*Reading passage:*
--
Rereading de Beauvoir 13: Myths, Ch. 2, pt. iii

Part Three: Myths. Chapter 2, Part III. Claudel or the Handmaiden of the Lord (245-54)

[This is part of a chapter by chapter re-reading of Simone de Beauvoir’s “The Second Sex”. You can find all the posts here.]

claudelGoogle ‘Paul Claudel’ and you find lots of content from Catholic media outlets, as well as the usual Wikipedia and Wikipedia-type entries. But this 2004 article, ‘Evil Genius’, from The Guardian is probably just as useful if you want a readable introduction to the man and his work and reputation (briefly: French poet, playwright, diplomat, raging Catholic, born 1868, died 1955, brother of sculptor Camille Claudel. Here’s the online Britannica bio.)

Not that it’s terribly relevant, but I’ve never read a word of Claudel. And this is a short chapter, so a short post, extracting what might be of interest that’s not tied specifically to Claudel.

It seems Claudel’s Catholicism was so all-encompassing, God so all-encompassing that even evil “abides its own share of good” — for nothing that comes from God can be in itself bad. Thus, even woman (you know, despite her key role in the Fall) has her place. Her role as temptress into evil is useful because, quoting SdB quoting Claudel “It is this enemy within us that gives our lives their dramatic element, their poignant salt.” (246)
--
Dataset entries
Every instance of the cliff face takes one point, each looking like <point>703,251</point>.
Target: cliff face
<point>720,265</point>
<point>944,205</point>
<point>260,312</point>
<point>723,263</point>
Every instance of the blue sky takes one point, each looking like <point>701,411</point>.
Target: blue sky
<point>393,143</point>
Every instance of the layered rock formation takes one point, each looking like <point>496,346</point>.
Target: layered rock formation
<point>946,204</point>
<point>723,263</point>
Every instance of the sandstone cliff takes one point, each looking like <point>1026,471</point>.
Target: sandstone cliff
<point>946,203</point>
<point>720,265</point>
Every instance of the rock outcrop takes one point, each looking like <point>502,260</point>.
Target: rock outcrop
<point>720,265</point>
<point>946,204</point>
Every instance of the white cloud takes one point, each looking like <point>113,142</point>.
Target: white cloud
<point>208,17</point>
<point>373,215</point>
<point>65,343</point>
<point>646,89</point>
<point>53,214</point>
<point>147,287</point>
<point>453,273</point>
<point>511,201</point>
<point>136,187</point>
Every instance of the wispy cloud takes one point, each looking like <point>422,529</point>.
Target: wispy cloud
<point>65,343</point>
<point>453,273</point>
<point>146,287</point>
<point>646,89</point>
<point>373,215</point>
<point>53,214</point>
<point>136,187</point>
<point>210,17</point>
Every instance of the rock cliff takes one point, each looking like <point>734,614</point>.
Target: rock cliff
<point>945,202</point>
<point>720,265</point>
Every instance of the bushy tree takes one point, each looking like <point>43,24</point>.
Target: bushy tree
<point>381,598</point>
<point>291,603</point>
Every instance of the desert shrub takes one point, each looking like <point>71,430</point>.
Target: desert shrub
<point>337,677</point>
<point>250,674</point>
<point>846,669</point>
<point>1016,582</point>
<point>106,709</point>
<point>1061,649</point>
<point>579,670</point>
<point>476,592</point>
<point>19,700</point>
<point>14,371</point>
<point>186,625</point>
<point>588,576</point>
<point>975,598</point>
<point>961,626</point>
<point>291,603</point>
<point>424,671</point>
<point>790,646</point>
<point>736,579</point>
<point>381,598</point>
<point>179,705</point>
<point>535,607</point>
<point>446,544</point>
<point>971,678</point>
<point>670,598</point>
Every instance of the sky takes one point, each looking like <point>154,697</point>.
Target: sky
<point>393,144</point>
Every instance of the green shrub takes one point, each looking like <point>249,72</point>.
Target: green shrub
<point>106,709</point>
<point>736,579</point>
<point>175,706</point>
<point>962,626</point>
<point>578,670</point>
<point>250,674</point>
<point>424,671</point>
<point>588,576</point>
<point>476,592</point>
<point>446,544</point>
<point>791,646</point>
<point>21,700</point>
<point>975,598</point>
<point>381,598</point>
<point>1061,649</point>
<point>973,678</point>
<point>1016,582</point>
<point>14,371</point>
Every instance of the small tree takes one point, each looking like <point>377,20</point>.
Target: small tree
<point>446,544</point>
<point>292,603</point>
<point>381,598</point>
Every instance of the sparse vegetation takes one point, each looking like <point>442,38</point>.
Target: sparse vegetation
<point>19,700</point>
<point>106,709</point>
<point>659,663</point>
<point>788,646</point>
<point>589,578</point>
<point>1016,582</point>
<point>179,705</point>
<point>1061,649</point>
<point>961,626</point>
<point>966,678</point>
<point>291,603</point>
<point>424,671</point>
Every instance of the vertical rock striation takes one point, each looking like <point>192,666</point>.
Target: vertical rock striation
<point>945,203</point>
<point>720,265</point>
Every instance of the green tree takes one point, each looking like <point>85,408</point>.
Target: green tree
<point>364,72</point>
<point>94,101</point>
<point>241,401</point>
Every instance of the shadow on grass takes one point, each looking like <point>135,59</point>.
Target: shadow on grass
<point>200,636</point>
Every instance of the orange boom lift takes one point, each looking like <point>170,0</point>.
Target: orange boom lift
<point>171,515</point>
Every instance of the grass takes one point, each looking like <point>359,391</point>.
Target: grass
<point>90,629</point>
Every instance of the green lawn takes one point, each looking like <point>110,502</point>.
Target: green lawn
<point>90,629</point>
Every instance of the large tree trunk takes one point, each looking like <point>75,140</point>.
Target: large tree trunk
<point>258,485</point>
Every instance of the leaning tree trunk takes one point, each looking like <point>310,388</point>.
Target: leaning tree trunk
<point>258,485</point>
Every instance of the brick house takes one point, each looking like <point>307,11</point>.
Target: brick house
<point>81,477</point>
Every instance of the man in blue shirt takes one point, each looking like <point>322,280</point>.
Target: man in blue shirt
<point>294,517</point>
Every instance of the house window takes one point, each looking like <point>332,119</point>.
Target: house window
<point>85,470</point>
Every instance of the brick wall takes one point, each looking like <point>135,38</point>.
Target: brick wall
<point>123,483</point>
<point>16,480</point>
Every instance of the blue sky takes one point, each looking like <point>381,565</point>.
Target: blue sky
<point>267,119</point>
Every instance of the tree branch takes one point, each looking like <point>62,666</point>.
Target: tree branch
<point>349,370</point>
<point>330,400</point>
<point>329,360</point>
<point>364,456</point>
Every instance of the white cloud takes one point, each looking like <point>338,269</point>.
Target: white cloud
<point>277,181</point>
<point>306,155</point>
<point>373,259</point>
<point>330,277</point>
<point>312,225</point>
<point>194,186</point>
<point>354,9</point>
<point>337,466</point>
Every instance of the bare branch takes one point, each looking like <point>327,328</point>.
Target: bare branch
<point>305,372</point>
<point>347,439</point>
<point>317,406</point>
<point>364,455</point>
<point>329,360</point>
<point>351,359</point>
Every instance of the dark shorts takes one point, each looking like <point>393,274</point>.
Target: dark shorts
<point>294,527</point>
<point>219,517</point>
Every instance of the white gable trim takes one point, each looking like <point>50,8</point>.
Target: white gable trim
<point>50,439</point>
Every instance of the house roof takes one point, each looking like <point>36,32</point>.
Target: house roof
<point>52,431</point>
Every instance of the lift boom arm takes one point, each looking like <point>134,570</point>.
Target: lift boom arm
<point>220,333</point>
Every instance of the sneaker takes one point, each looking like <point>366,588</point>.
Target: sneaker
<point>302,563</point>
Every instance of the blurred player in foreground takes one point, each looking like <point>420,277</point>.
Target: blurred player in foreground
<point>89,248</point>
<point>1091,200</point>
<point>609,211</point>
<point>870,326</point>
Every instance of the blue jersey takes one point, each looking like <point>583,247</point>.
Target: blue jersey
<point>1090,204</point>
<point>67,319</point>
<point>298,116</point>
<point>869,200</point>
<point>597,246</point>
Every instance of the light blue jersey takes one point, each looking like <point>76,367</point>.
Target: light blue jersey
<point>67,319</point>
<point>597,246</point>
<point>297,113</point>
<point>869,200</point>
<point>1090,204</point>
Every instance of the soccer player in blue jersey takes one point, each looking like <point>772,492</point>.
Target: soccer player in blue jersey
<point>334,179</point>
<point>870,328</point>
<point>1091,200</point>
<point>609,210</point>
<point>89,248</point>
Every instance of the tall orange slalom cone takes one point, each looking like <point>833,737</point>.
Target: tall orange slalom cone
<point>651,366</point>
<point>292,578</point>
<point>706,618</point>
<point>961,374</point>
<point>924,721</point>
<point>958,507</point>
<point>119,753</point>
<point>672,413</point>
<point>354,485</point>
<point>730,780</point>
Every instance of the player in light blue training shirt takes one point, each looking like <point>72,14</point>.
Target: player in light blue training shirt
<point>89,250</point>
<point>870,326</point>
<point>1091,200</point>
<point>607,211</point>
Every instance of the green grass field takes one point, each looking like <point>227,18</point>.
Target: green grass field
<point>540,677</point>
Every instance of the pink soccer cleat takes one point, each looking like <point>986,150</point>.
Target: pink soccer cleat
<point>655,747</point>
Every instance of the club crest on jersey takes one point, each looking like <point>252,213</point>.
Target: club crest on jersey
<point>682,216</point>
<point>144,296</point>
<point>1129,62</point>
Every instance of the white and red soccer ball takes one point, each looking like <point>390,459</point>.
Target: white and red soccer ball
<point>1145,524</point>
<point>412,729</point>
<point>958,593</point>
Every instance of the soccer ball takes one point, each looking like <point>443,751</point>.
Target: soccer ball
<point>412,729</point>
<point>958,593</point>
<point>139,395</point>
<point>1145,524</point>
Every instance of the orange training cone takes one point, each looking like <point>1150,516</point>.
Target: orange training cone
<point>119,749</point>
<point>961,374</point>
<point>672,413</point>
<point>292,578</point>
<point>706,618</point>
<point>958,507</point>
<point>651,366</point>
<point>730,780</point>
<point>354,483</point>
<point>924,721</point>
--
*Task:*
Can you carry on the blog post about the Claudel chapter of "The Second Sex" from its last sentence?

*Response for this exercise:*
Several pages follow of something like line by line analyses of excerpts from Claudel’s poetry. Not so easy for me to understand (I’m not too flash with poetry) and therefore difficult to summarise. There is praise of love, which on its face seems to bode well, as “the consent that two free people grant each other” which “seemed to God so great a thing that he made it a sacrament.” (Claudel, Positions and Propositions) According to SdB, Claudel would actually see as sacrilegious Montherlant and Lawrence’s  arrogance about man’s superiority with respect to women (250-1). But while woman might be as an autonomous a being in God’s eyes as man is, woman has a specific place in this creation, and no surprises what kind of place that is:

“In a way, there is a new principle of subordination here: by the communion of saints each individual is an instrument for all others; but woman is more precisely the instrument of salvation for man, without any reciprocity.” (SdB, 253)

Saying something similar, but via reference to SdB’s positioning of woman as always the Other, there’s this:

“Because men and women are equally God’s creatures, he [Claudel] … attributed an autonomous destiny to her. So that for him it is in becoming other — I am the Servant of the Lord — that woman realizes herself as subject; and it is in her for-itself that she appears as the Other.” (253)

So while in one way it seems Claudel exalts woman, it is very definitely within the Catholic tradition through which her road to salvation, her “lot” in life, is, as SdB writes, “to devote herself to her children, her husband, her home, her realm, to country and to church”, and all this according to the hierarchy in which God the Father and Man the Head of the Household must be maintained. (254)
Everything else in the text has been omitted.